Stephen Hawking: I fear I may not be welcome in Donald Trump's US

Stephen Hawking, the leading British physicist and cosmologist, has said he no longer feels welcome in the US under Donald Trump.

Prof Hawking is a recipient of the prestigious US Franklin medal for science and received the presidential medal of freedom from Barack Obama in 2009. Now he has spoken out about his fears for the country’s “definite swing to a rightwing, more authoritarian approach”.

“I would like to visit again and to talk to other scientists, but I fear that I may not be welcome,” he said in an interview with Good Morning Britain on Monday.

The 75-year-old Cambridge scientist said he was particularly concerned about Trump’s environment policy.

“He should replace Scott Pruitt at the Environment Protection Agency,” he said. “Climate change is one of the great dangers we face, and it’s one we can prevent. It affects America badly, so tackling it should win votes for his second term. God forbid.”

SUPPLIED RECORDS:

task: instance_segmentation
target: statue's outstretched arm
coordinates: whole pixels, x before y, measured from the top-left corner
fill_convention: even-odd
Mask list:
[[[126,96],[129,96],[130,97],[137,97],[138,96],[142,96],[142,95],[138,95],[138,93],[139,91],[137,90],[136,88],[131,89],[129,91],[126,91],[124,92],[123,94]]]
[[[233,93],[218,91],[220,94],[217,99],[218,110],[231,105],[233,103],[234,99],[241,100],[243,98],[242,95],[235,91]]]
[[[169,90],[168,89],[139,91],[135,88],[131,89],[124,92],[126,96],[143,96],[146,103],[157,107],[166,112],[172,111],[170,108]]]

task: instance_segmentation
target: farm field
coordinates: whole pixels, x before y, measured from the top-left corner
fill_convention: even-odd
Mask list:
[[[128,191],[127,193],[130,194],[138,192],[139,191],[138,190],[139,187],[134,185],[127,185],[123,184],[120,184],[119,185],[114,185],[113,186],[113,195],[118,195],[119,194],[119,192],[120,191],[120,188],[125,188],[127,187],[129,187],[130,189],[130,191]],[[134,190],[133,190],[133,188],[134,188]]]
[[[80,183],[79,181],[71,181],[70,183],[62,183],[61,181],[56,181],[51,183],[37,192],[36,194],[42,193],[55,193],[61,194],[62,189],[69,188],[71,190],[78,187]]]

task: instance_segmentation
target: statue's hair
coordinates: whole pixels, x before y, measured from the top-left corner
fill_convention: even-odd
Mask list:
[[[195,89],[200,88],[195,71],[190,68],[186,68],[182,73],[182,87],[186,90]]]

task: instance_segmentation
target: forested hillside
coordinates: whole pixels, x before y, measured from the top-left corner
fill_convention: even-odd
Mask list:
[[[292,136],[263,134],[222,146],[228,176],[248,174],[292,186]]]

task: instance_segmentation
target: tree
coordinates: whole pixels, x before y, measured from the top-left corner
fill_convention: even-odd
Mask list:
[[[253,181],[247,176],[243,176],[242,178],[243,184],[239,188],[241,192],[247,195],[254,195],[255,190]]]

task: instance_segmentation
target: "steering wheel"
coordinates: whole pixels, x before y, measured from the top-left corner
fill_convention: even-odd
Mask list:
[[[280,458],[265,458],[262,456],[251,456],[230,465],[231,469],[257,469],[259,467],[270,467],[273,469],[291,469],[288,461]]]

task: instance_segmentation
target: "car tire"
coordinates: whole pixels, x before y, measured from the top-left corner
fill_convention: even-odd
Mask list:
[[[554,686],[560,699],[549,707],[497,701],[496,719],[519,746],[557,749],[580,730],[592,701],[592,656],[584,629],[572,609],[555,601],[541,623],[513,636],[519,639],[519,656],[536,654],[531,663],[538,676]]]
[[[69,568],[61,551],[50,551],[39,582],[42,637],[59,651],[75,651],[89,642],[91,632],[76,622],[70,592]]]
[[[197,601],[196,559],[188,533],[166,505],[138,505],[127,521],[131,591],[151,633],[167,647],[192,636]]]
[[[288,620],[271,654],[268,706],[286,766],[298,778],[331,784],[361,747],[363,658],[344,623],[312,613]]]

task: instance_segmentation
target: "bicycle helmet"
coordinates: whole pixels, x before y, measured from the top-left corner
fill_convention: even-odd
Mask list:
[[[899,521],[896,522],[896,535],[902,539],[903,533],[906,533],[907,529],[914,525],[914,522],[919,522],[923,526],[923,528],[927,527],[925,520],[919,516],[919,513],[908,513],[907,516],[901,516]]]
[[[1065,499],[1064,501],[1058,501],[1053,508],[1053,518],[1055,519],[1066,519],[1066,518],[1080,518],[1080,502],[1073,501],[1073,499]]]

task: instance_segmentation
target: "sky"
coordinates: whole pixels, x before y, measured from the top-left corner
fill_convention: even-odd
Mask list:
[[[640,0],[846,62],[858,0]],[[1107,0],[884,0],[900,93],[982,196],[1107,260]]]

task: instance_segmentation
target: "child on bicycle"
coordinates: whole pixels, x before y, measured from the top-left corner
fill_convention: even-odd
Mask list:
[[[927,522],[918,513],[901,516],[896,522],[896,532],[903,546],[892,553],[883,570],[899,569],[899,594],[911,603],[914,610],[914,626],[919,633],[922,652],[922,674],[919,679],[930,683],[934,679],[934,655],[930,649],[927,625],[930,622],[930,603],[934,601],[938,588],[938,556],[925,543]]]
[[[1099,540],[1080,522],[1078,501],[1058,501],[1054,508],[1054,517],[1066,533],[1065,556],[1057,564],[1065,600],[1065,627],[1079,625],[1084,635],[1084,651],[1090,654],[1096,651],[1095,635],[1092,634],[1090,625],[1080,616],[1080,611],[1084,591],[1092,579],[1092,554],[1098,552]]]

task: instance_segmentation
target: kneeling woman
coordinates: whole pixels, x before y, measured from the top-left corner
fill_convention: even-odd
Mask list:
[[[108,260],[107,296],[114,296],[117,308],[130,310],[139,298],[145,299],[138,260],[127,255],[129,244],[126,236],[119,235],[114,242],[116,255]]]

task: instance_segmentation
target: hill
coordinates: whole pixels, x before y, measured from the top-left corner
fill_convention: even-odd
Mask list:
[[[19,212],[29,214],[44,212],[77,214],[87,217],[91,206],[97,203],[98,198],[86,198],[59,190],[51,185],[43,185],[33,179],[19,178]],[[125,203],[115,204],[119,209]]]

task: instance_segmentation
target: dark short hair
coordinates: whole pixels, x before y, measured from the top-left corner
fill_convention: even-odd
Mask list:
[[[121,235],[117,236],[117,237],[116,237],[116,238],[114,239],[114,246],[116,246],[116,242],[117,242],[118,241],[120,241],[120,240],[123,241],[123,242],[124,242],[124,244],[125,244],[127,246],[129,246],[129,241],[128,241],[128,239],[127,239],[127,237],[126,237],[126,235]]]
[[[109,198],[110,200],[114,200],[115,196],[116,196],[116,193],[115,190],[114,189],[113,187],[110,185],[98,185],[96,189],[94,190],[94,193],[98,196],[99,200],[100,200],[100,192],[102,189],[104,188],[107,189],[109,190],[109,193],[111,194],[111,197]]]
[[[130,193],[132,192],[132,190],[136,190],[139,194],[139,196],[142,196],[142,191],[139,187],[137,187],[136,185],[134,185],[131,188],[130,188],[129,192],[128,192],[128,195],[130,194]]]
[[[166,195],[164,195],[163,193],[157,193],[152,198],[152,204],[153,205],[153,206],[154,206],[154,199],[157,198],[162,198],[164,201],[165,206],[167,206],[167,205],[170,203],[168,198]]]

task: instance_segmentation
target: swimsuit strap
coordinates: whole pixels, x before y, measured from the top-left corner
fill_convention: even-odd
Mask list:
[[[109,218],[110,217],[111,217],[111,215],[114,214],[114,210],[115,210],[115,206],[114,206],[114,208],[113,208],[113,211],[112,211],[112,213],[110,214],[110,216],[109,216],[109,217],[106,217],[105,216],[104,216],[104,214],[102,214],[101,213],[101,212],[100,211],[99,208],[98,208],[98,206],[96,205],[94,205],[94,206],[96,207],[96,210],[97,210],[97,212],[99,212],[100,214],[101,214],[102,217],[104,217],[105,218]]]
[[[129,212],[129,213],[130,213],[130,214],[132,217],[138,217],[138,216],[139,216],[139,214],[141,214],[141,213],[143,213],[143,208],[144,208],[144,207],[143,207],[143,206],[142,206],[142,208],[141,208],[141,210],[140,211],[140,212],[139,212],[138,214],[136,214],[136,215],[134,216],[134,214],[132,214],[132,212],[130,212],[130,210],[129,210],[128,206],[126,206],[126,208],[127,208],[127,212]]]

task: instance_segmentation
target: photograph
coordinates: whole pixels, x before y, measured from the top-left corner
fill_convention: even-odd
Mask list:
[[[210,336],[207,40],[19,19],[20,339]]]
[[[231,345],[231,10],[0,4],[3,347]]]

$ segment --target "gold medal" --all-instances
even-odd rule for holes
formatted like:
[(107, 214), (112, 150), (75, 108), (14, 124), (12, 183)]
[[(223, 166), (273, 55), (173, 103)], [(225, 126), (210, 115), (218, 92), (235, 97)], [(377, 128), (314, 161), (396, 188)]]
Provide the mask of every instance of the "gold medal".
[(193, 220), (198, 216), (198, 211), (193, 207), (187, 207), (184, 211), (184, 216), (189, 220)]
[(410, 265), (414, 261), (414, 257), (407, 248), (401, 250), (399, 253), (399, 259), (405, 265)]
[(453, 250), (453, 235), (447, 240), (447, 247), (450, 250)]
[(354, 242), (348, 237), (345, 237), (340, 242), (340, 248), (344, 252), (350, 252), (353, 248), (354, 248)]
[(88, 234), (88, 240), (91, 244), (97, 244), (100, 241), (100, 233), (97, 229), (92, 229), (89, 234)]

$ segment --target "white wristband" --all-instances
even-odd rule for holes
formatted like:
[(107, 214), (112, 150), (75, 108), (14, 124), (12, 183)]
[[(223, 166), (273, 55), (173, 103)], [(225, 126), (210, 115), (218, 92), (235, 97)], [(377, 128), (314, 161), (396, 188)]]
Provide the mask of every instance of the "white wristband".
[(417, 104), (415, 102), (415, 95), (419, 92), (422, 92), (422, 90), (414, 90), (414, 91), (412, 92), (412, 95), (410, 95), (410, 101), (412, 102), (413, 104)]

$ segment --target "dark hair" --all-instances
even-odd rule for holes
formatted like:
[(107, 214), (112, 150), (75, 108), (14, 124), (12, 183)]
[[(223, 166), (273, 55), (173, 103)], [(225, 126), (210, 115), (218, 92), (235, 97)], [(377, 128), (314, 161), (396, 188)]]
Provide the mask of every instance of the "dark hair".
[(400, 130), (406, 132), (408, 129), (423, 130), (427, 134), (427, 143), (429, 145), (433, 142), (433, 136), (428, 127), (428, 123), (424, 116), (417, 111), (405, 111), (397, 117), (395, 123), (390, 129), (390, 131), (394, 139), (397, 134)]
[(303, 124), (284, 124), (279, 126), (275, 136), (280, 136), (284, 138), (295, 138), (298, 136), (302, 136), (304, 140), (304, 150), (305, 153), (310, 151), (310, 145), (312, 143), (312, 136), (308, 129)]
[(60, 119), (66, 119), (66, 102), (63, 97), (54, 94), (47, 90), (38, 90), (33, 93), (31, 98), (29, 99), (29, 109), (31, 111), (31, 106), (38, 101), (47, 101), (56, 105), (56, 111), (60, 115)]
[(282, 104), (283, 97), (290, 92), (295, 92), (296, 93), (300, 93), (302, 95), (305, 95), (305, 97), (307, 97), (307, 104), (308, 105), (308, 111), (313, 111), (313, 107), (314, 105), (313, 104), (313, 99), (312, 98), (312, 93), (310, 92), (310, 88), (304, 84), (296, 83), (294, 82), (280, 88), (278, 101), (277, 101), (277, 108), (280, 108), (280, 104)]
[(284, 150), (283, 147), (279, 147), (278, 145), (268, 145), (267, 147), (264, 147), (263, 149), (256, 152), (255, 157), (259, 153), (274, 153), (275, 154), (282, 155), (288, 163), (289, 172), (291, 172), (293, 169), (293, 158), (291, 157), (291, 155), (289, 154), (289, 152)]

WHAT TO DO:
1. In the Hawking article, what did Hawking say Trump should do about Scott Pruitt?
2. In the Hawking article, condense the paragraph beginning "Prof Hawking is a recipient" into a single sentence that keeps its main facts.
3. Carry the Hawking article forward from its final paragraph.

TASK-BY-TASK OUTPUTS:
1. Replace him at the Environment Protection Agency.

2. Hawking, who holds the US Franklin medal for science and received the presidential medal of freedom from Barack Obama in 2009, has voiced fears about the country's "definite swing to a rightwing, more authoritarian approach".

3.
“Trump was elected by people who felt disenfranchised by the governing elite in a revolt against globalisation,” he told ITV1’s breakfast programme. “His priority will be to satisfy his electorate, who are neither liberal nor that well informed.”

Hawking said, however, that he saw signs of hope for the world in the rise of women to powerful positions in public life, and he revealed his excitement at the possibility of sending tiny robots into space to investigate earth-like planets trillions of miles away.

Asked about the ascent of Theresa May, Nicola Sturgeon and Cressida Dick, the new Met police commissioner, he said: “If we factor in high-powered women in Europe as well, such as Angela Merkel, it seems we are witnessing a seismic shift for women to accede to high-level positions in politics and society.

“But there may still be a gap between those women achieving high public status and those in the private sector. I welcome these signs of women’s liberation.”

When asked whether he thought the Nasa space programme should be restarted following the discovery of new planets, Hawking said: “The recently discovered system of seven Earth-sized planets is 39 light years away. With current technology there is no way we can travel that far.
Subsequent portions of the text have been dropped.